Directions: Copy the items verbatim, from the line with "worker in yellow" up to and including the line with "tree foliage ->".

Data to process:

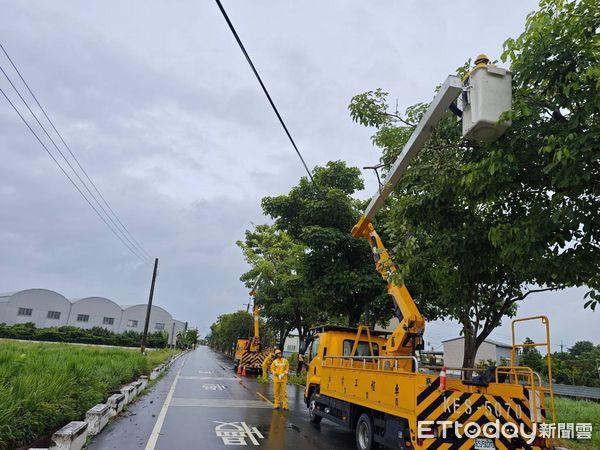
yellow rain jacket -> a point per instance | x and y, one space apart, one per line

---

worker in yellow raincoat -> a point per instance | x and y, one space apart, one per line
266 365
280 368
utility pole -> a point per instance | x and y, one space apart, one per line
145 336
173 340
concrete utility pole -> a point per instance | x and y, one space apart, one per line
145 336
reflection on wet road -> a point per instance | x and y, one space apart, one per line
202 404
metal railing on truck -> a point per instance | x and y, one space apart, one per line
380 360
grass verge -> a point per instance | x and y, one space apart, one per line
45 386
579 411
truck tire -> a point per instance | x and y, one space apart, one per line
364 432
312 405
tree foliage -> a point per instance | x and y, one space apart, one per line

Answer to this task:
worker in yellow raincoat -> a point per instance | x and y, one space apart, one per line
266 365
280 368
utility pole -> a point per instance | x and y, one space apart, one per line
145 336
173 340
concrete utility pole -> a point per instance | x and y, one space apart, one per line
145 336
reflection on wet road -> a point per instance | x and y, one space apart, one per line
202 404
metal railing on truck -> a point per instance | x and y, one space apart, one per line
380 360
grass verge -> a point per instance | x and y, one space apart, one per line
45 386
579 411
truck tire -> a point per instance | x and y, one space apart, one per line
364 432
312 405
tree foliage -> a point per instance | x and y, one space apart, one per line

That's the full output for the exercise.